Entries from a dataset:
## Begin

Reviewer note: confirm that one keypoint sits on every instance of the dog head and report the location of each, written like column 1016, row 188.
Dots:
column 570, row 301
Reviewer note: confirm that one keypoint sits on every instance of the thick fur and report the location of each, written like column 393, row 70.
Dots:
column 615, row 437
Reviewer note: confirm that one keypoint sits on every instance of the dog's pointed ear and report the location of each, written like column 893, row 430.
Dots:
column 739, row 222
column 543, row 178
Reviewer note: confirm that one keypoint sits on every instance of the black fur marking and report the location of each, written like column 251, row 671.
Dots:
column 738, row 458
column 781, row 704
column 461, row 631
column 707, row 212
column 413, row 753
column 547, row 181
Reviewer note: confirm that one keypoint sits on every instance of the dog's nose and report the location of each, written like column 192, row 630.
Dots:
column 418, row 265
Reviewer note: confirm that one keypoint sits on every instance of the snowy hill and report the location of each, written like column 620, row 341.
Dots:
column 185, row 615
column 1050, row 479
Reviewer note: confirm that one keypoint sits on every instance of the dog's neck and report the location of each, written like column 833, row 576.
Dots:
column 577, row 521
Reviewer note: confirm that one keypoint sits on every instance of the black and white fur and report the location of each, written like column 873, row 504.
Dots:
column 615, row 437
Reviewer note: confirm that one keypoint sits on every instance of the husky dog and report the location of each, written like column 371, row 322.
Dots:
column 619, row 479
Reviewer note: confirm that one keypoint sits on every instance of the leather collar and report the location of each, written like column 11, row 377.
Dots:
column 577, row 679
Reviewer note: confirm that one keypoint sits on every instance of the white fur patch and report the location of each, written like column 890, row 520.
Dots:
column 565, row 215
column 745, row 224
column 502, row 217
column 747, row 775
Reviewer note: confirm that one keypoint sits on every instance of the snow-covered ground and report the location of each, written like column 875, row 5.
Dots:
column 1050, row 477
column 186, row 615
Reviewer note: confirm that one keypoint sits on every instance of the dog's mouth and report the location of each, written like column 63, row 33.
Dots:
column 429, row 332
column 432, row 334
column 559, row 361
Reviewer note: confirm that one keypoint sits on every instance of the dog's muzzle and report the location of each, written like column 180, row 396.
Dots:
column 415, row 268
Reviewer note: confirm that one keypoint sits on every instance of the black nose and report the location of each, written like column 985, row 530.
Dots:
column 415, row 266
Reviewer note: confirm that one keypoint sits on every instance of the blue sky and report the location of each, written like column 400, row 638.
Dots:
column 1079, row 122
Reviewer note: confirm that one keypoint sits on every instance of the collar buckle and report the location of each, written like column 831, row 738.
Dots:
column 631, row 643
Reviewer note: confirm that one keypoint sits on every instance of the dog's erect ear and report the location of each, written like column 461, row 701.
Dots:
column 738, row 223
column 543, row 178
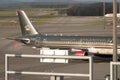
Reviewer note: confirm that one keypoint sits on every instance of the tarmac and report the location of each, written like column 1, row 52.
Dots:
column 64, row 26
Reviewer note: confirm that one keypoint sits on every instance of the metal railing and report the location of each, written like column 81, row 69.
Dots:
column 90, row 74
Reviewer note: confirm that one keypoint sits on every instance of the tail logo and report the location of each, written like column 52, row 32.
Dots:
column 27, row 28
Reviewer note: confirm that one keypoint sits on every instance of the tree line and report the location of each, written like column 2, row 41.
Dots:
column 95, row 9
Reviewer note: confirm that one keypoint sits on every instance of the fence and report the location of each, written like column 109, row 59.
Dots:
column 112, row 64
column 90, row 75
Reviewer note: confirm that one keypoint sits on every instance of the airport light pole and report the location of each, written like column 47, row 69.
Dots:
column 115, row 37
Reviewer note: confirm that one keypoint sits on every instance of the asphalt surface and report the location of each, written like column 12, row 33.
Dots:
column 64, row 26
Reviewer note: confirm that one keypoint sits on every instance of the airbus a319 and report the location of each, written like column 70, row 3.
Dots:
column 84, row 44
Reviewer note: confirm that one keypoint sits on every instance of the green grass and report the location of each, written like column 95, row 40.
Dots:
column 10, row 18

## End

WORK INSTRUCTIONS: What is needed is an exact reproduction of the data, pictures excluded.

RESPONSE TO THIS TASK:
Reviewer note: confirm that one keypoint sits on every instance of the dog head and report the location of each, written like column 1016, row 188.
Dots:
column 570, row 301
Reviewer note: confirm that one keypoint sits on every instance of the thick fur and report the location of each, written like column 393, row 70.
Dots:
column 615, row 437
Reviewer note: confirm that one keypoint sits on every instance of the dog's pointed ear and report the location of each, written like column 893, row 430.
Dots:
column 739, row 222
column 543, row 178
Reviewer note: confirm that one keypoint sits on every instance of the black fur marking and report the location of each, written like column 251, row 671.
Dots:
column 738, row 458
column 781, row 704
column 461, row 631
column 707, row 212
column 413, row 753
column 547, row 181
Reviewer note: confirm that one keypoint sits on every instance of the dog's nose and report the location of each, written like column 192, row 630.
Dots:
column 418, row 265
Reviewer note: confirm that one keypoint sits on every instance of the snowy hill and report the location of each, written like column 620, row 341.
Dots:
column 185, row 615
column 1050, row 479
Reviewer note: confirm that one keypoint sits on every instance of the dog's neck and report the location of each, written like column 833, row 576.
Dots:
column 577, row 521
Reviewer note: confirm that one keypoint sits on every instance of the black and white fur and report the location of each, written like column 873, row 504.
Dots:
column 615, row 437
Reviewer note: confirm that one keypoint sits on every instance of the husky dog and report the location of each, written like column 371, row 322.
Dots:
column 619, row 479
Reviewer note: confirm that one keypoint sits on every instance of the leather collar and report the location of each, written like column 11, row 377.
Dots:
column 577, row 679
Reviewer note: confirm that one keypoint sits on every instance of the white fur patch and report the location of each, written like column 890, row 520.
Dots:
column 565, row 215
column 745, row 224
column 502, row 217
column 747, row 775
Reviewer note: confirm that one keypoint sits on every instance of the snow-covered ground and report the location of each, written like column 875, row 5.
Dots:
column 1050, row 477
column 186, row 615
Reviewer note: confirm that one keypoint sits on every instance of the dog's mouth and report the location of each, written like column 63, row 33.
Dots:
column 429, row 332
column 432, row 334
column 559, row 361
Reviewer note: confirm that one keypoint sits on every instance of the dog's muzzle and report the location of each, written like column 180, row 396.
Dots:
column 415, row 268
Reviewer note: confirm that one keypoint sits on every instance of the black nose and report the location of each, written like column 985, row 530.
Dots:
column 415, row 266
Reviewer note: confirm that one keypoint sits on every instance of the blue sky and report the location of each, written like column 400, row 638.
Dots:
column 1079, row 122
Reviewer note: confirm that one keypoint sits on every instance of the collar buckle and report the location of each, written like column 831, row 738.
Dots:
column 631, row 643
Reviewer note: confirm that one keypoint sits on every instance of the dog's erect ear and report the location of each, written like column 461, row 701.
Dots:
column 738, row 223
column 543, row 178
Reviewer note: confirm that one keypoint sits on every instance of the tarmac and report the location of each, written like column 1, row 52.
Dots:
column 64, row 26
Reviewer note: confirm that one keypoint sits on every instance of the metal railing and report the location of each, written like column 81, row 69.
Dots:
column 90, row 74
Reviewer note: confirm that one keypoint sits on every instance of the tail logo and report the location of each, written like column 52, row 32.
Dots:
column 27, row 28
Reviewer note: confirm that one keypoint sits on every instance of the tree line and report the location of each, written like column 2, row 41.
Dots:
column 95, row 9
Reviewer note: confirm that one keypoint sits on every instance of the fence and report the location of each, written like column 109, row 59.
Dots:
column 112, row 64
column 90, row 75
Reviewer note: confirm that one keypoint sits on every instance of the airport light pole and report the location of each, written like column 47, row 69.
Dots:
column 115, row 37
Reviewer note: confirm that one keypoint sits on every instance of the asphalt surface and report the location of each, written like column 12, row 33.
Dots:
column 64, row 26
Reviewer note: confirm that one keypoint sits on every instance of the airbus a319 and report the location of each, written like column 70, row 3.
Dots:
column 84, row 44
Reviewer note: confirm that one keypoint sits on every instance of the green grass and report the location of each, written like column 95, row 40.
Dots:
column 10, row 18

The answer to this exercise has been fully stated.